• Problem statement
Reproduce the part of the material that opens with the line containing "Trace the outline of every instance of the **green" and closes with the line containing "M386 147L389 151L389", swapping "pixel" for "point" and leaving all else unchanged.

* * * * * * *

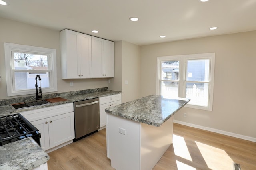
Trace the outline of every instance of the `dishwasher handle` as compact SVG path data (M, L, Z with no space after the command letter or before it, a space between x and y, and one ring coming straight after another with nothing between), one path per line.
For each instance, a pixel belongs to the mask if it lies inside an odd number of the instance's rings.
M80 105L76 105L76 107L82 107L83 106L88 106L89 105L93 105L94 104L99 103L99 101L93 101L92 102L88 103L81 104Z

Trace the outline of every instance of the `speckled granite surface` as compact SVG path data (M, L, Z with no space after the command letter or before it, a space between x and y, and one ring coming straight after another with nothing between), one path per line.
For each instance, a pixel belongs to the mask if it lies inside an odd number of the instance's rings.
M5 100L0 100L0 116L5 116L12 113L48 107L49 106L61 105L62 104L72 103L88 99L100 97L109 95L121 93L121 92L108 90L107 87L94 89L88 90L70 91L58 93L53 93L44 95L42 99L47 99L57 97L61 97L68 100L59 102L52 103L38 106L32 106L14 110L8 105L12 103L24 101L34 100L34 96L29 97L18 97Z
M150 95L105 109L106 112L158 127L185 106L190 99L164 99Z
M12 109L8 104L34 100L34 95L0 100L0 116L121 93L108 90L107 87L105 87L50 95L44 95L43 93L42 99L61 97L68 100L16 110ZM46 162L48 160L48 155L30 138L0 146L0 170L30 170Z
M46 162L49 156L31 137L0 147L0 170L31 170Z

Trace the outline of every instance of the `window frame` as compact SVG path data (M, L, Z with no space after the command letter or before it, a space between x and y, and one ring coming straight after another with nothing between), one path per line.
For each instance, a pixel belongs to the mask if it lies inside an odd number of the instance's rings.
M185 98L186 82L186 80L187 61L190 60L209 59L209 95L208 104L207 107L191 105L189 102L185 106L185 107L197 109L207 111L212 111L213 103L213 92L214 85L214 73L215 65L215 53L205 53L184 55L171 55L157 57L157 77L156 94L160 95L161 93L161 82L162 65L161 62L165 61L180 61L180 69L179 70L180 82L178 85L178 97ZM188 82L190 82L189 81Z
M14 81L15 72L24 72L27 73L48 72L49 76L49 88L42 88L43 93L52 92L57 91L57 66L56 60L56 49L30 45L4 43L5 55L5 67L6 75L6 87L7 96L14 96L20 95L35 94L35 89L16 90L15 82ZM48 70L24 70L13 69L14 64L12 59L14 52L22 52L24 53L38 54L49 56L49 61Z

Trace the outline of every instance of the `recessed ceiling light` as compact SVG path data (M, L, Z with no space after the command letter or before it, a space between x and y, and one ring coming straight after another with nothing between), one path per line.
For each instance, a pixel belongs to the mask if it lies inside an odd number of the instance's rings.
M0 5L6 5L7 4L7 3L5 2L4 1L2 1L2 0L0 0Z
M217 28L218 28L218 27L211 27L209 29L211 30L216 30Z
M139 18L137 17L131 17L129 19L132 21L137 21L139 20Z

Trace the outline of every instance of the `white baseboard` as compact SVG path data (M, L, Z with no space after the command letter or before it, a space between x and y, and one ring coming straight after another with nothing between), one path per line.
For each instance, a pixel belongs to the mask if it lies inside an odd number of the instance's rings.
M45 152L46 153L48 154L48 153L50 152L51 152L54 151L58 149L59 149L60 148L62 148L63 146L64 146L66 145L67 145L72 143L73 143L73 139L69 141L68 141L67 142L66 142L64 143L61 144L60 145L57 146L55 146L54 148L50 148L46 150L45 150L44 152Z
M256 142L256 138L252 138L252 137L247 136L246 136L242 135L241 134L236 134L236 133L231 133L228 132L226 132L225 131L221 130L218 129L216 129L213 128L211 128L208 127L204 127L202 126L198 125L196 124L193 124L192 123L188 123L187 122L182 122L182 121L177 121L177 120L174 120L173 122L175 123L178 123L179 124L183 125L184 125L187 126L188 127L192 127L195 128L199 128L200 129L202 129L205 130L209 131L212 132L214 132L217 133L219 133L220 134L224 134L227 136L230 136L234 137L235 138L239 138L240 139L244 139L246 140L249 140L250 141Z

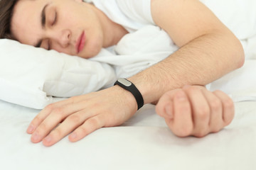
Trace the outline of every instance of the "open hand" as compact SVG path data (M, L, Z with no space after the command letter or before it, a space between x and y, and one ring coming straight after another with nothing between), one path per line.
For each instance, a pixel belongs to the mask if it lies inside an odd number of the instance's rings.
M119 125L137 111L132 94L122 88L111 88L71 97L50 104L31 123L27 132L31 141L50 146L73 132L70 141L78 141L102 128Z

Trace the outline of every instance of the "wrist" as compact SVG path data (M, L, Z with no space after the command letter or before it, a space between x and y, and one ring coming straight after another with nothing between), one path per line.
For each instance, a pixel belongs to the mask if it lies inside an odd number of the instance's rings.
M135 113L137 110L138 105L134 96L131 92L124 89L119 86L113 86L111 89L117 91L117 96L120 96L120 103L122 103L122 106L127 106L132 113Z
M143 97L141 93L139 92L139 91L138 90L138 89L132 82L131 82L130 81L126 79L119 78L114 83L114 85L117 85L122 87L122 89L125 89L126 91L128 91L132 94L137 104L137 110L139 110L144 106Z

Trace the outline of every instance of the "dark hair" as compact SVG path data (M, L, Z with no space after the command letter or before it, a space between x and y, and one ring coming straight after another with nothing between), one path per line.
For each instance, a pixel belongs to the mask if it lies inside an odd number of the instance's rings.
M14 39L11 21L14 7L18 0L0 0L0 38Z

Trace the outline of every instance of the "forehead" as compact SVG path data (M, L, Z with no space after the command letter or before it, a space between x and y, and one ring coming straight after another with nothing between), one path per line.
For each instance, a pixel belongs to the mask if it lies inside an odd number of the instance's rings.
M16 4L11 30L21 43L33 45L41 34L41 11L45 0L20 0Z

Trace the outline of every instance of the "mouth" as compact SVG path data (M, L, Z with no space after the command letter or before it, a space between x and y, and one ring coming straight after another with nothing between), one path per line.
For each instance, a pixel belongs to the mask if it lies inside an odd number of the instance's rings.
M82 49L85 47L85 31L82 31L81 35L78 38L75 45L78 54L82 50Z

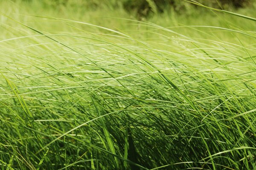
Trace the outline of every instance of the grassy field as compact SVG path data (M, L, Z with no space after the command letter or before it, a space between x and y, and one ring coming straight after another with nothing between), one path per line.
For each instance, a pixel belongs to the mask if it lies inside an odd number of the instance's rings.
M256 6L40 2L0 1L1 170L256 169Z

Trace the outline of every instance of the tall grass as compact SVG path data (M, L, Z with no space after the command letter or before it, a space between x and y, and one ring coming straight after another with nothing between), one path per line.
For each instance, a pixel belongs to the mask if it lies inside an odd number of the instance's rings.
M0 6L2 170L256 168L254 21L17 3Z

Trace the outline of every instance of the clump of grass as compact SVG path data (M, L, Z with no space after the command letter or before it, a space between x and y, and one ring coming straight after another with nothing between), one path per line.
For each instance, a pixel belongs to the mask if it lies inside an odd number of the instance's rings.
M129 24L120 30L7 12L2 169L256 168L256 35L245 26L111 18Z

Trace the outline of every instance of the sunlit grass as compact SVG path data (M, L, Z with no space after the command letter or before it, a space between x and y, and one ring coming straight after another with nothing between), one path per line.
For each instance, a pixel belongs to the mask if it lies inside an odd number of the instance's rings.
M2 169L256 168L254 21L17 5L0 7Z

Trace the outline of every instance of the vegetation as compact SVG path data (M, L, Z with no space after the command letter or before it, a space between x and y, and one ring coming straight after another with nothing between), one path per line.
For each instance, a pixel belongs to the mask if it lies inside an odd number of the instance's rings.
M255 4L187 1L0 1L1 169L256 169Z

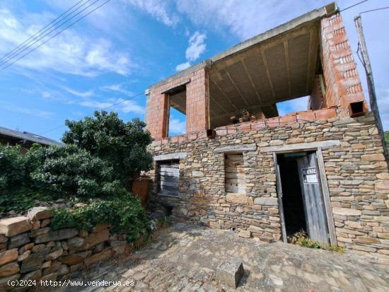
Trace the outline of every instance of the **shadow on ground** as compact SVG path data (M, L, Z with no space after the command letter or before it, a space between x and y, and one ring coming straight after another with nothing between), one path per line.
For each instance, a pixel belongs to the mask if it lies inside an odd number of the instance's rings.
M389 266L347 252L340 255L283 243L263 243L231 231L177 223L126 257L83 271L71 281L132 281L132 287L72 287L66 291L228 291L215 279L223 260L243 262L239 291L388 291Z

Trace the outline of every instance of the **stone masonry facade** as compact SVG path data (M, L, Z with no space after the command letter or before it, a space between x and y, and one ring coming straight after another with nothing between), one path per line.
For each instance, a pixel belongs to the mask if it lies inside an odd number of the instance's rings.
M318 151L329 197L332 243L389 259L388 164L374 117L366 112L361 81L339 13L320 20L320 40L325 86L322 90L323 80L313 76L311 110L217 127L214 138L208 138L207 132L211 98L207 89L207 66L151 88L146 120L154 139L150 151L156 157L154 170L149 173L151 211L171 211L176 219L213 228L236 228L266 241L280 240L277 151L269 149ZM164 127L168 97L163 93L190 78L195 82L186 85L186 134L168 136ZM362 104L360 117L350 117L352 103ZM225 191L225 156L231 149L243 154L245 194ZM161 157L179 160L178 196L158 190Z
M110 233L109 224L89 231L52 230L52 216L47 207L34 207L26 216L0 220L0 291L50 289L40 284L68 279L72 273L133 250L126 235Z
M216 129L214 139L200 132L185 141L178 136L179 143L154 141L155 156L186 153L187 156L180 160L178 197L158 194L156 172L150 172L155 182L150 207L173 206L177 218L218 228L236 227L254 236L279 240L274 162L272 153L261 153L261 148L339 140L339 146L322 149L337 242L353 250L389 255L389 173L374 117L368 113L340 119L334 112L330 118L277 127L260 122L228 126ZM215 149L227 145L255 146L252 151L243 151L245 195L224 192L224 155L215 153Z

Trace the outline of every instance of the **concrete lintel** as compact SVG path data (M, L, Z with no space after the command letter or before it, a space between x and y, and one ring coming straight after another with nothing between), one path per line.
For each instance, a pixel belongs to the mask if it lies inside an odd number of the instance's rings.
M220 146L216 147L214 150L215 153L237 153L237 152L247 152L247 151L255 151L257 150L257 144L252 143L251 144L246 145L231 145L226 146Z
M177 153L156 155L153 159L154 161L170 160L173 159L184 159L187 156L187 153L186 152L178 152Z
M290 152L296 151L304 151L317 149L318 148L328 148L340 145L339 140L320 141L310 143L298 143L277 146L261 147L260 152Z
M178 87L182 86L184 85L187 85L190 82L190 78L188 78L187 79L184 80L182 82L179 83L178 84L175 84L173 86L170 86L168 88L166 89L163 92L161 92L161 94L163 93L169 93L169 91L171 91L172 90L177 88Z

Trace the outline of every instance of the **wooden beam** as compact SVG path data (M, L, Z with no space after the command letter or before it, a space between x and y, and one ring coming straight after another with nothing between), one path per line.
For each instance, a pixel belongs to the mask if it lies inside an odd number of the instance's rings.
M220 86L219 86L219 84L216 83L216 81L212 78L212 77L211 77L210 76L209 76L209 80L211 81L211 82L212 82L212 83L215 85L215 86L217 87L217 88L219 89L219 90L221 93L221 94L222 94L223 95L224 95L224 97L226 98L226 99L227 100L228 100L228 102L230 103L230 104L231 104L233 107L235 107L235 109L236 109L236 110L239 110L238 109L238 107L236 107L236 105L235 105L235 104L232 102L232 100L231 100L231 98L228 98L226 93L224 93L224 91L223 91L223 90L220 88Z
M257 150L257 144L252 143L245 145L231 145L216 147L214 149L215 153L232 153L247 151L255 151Z
M245 103L248 105L248 103L247 102L246 99L245 98L245 97L242 94L242 92L240 91L240 90L239 89L239 88L238 87L238 86L236 85L235 81L233 81L233 79L232 78L231 76L230 75L230 74L228 73L227 69L225 69L224 71L226 72L226 74L227 74L227 76L228 77L228 79L230 79L230 81L231 81L231 83L235 87L235 89L236 89L236 91L238 91L238 93L239 93L239 95L240 95L240 98L242 98L242 99L243 100Z
M291 96L291 62L289 59L289 46L287 40L284 41L284 51L285 52L285 63L286 65L286 76L288 78L288 89L289 90L289 96Z
M315 69L317 62L318 50L314 47L315 42L315 35L317 33L313 33L315 30L310 30L309 33L309 45L308 51L308 64L307 64L307 78L306 78L306 92L310 91L312 86L312 83L315 78Z
M318 148L334 147L340 145L339 140L320 141L318 142L298 143L296 144L279 146L260 147L260 151L264 152L293 152L296 151L316 150Z
M153 157L153 159L154 161L185 159L187 158L187 153L186 152L178 152L176 153L156 155Z
M254 84L254 81L252 80L252 78L251 78L251 75L250 74L250 72L248 71L248 69L246 66L246 63L243 59L240 59L240 64L243 66L243 69L245 69L245 73L246 74L248 80L250 81L250 83L251 83L251 86L252 86L252 89L254 89L254 91L255 92L255 95L257 95L257 98L258 98L258 102L260 104L262 104L262 100L261 96L260 95L260 93L258 93L258 90L257 90L257 88L255 87L255 84Z
M323 197L324 199L324 205L325 214L327 215L327 222L328 225L328 231L330 232L330 240L332 245L337 245L337 234L335 226L334 225L334 217L332 216L332 206L331 205L331 199L330 198L330 191L327 183L327 176L325 175L325 168L324 167L324 159L323 158L323 152L321 148L318 148L316 151L318 156L318 166L319 168L319 175L323 191Z
M266 69L266 74L267 75L267 81L269 81L269 85L270 86L270 88L272 89L272 94L273 95L273 98L275 99L276 93L274 92L274 87L273 86L273 83L272 82L272 76L270 75L270 69L269 69L269 64L267 64L266 56L265 55L265 50L262 49L260 49L260 52L261 54L263 66L265 66L265 69Z

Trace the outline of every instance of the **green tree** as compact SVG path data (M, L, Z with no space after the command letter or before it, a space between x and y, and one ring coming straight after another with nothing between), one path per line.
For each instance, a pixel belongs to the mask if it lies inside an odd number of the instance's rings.
M151 168L153 158L147 151L152 139L139 119L124 123L115 112L95 111L94 117L65 122L69 130L62 141L76 144L112 166L115 178L126 183L141 170Z
M30 175L35 187L51 197L113 198L127 193L114 179L112 166L75 145L34 147L28 156L40 158L42 163Z
M386 147L389 151L389 131L386 131L385 133L385 141L386 141Z

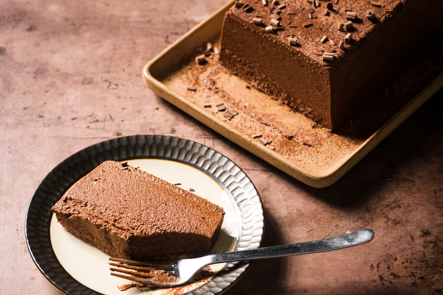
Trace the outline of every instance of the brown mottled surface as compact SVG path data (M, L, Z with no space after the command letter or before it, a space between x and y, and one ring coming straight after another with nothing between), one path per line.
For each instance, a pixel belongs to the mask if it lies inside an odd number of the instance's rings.
M195 140L244 169L263 201L264 246L364 228L375 232L372 242L357 247L256 261L225 294L443 291L443 93L334 184L308 187L143 84L146 62L224 2L2 2L0 257L8 270L0 274L2 294L60 294L27 248L24 219L34 190L72 154L137 133Z

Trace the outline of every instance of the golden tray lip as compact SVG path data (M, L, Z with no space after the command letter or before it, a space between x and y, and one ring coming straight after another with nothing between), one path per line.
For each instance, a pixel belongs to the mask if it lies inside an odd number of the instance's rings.
M368 136L346 157L337 159L338 164L332 169L318 173L303 169L297 163L288 159L264 147L263 144L251 141L242 136L239 130L224 124L198 106L192 103L180 95L169 89L158 78L159 69L169 66L171 71L176 68L189 51L194 48L201 37L210 39L214 36L219 36L225 13L235 3L231 1L219 8L209 18L203 20L178 39L149 61L144 67L142 75L146 85L165 100L182 109L196 120L220 133L228 139L266 161L276 167L287 173L304 183L314 187L323 188L329 186L338 180L353 167L361 159L383 139L412 114L425 101L443 87L443 73L436 78L415 97L405 105L380 128ZM204 33L202 33L204 32ZM172 53L177 54L173 54Z

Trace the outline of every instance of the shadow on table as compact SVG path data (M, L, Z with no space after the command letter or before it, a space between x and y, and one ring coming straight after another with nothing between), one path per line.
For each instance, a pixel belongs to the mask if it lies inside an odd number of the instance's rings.
M443 151L442 99L443 89L335 183L323 189L303 184L301 187L333 206L350 209L370 201L389 182L398 181L399 189L407 188L417 179L406 175L420 176L414 164L426 166L429 158L438 158Z

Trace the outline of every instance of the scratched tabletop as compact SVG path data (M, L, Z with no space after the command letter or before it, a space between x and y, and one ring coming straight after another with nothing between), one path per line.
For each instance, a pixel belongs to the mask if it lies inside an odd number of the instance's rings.
M442 293L443 92L337 182L307 186L144 84L144 66L225 2L2 0L0 294L59 294L27 248L33 193L73 153L136 134L194 140L237 164L263 202L262 246L375 233L346 249L255 261L225 294Z

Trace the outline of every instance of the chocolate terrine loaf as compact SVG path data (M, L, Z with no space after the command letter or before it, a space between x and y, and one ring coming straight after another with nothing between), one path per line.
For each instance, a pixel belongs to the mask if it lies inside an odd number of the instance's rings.
M440 35L442 0L240 0L220 61L334 131Z
M112 256L165 259L210 252L225 212L158 177L107 161L52 207L69 231Z

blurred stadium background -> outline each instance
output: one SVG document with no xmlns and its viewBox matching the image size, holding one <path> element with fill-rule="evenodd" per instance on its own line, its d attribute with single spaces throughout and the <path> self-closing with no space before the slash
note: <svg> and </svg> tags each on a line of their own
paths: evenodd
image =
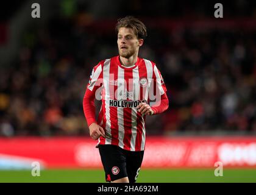
<svg viewBox="0 0 256 195">
<path fill-rule="evenodd" d="M 44 0 L 32 18 L 34 2 L 1 4 L 0 182 L 104 182 L 82 102 L 92 68 L 118 54 L 126 15 L 146 24 L 139 55 L 156 62 L 169 99 L 148 118 L 138 182 L 256 182 L 255 1 Z"/>
</svg>

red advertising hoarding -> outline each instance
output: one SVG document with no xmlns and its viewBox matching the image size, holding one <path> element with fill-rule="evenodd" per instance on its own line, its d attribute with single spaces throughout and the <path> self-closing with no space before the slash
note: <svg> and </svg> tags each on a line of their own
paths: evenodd
<svg viewBox="0 0 256 195">
<path fill-rule="evenodd" d="M 101 168 L 90 138 L 0 138 L 0 169 Z M 256 167 L 256 137 L 148 137 L 143 168 Z"/>
</svg>

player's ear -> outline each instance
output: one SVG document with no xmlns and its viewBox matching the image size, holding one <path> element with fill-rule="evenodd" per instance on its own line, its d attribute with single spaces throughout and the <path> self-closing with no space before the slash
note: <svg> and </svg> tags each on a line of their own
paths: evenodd
<svg viewBox="0 0 256 195">
<path fill-rule="evenodd" d="M 143 44 L 143 41 L 144 41 L 143 39 L 142 38 L 139 39 L 138 46 L 140 47 Z"/>
</svg>

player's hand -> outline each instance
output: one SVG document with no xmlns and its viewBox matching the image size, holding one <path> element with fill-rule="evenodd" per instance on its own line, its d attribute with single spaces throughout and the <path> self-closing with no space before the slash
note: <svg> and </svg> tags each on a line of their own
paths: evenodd
<svg viewBox="0 0 256 195">
<path fill-rule="evenodd" d="M 141 114 L 144 114 L 146 115 L 153 115 L 154 111 L 151 109 L 151 107 L 149 105 L 146 103 L 140 103 L 137 106 L 137 110 Z"/>
<path fill-rule="evenodd" d="M 98 139 L 101 136 L 105 138 L 105 131 L 102 127 L 95 122 L 93 122 L 89 126 L 90 136 L 93 140 Z"/>
</svg>

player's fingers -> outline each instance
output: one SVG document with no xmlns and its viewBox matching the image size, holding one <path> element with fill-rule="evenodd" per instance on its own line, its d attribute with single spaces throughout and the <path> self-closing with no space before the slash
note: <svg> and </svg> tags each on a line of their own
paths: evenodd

* * * * * * *

• Worked solution
Trace the outline of every instance of the **green tree** as compact SVG path data (M, L, Z with no space after the command letter or before it, a space between x and y, and one ring coming straight after another with nothing between), one path per line.
For each instance, a point belongs to the mask if it lies inside an odd number of the instance's rings.
M151 168L153 158L147 151L152 139L139 119L124 123L115 112L95 111L94 117L65 122L69 130L62 141L76 144L112 166L115 178L126 183L141 170Z
M30 175L35 187L51 197L113 198L127 193L114 179L112 166L75 145L34 147L28 156L40 158L42 163Z
M386 147L389 151L389 131L386 131L385 133L385 141L386 141Z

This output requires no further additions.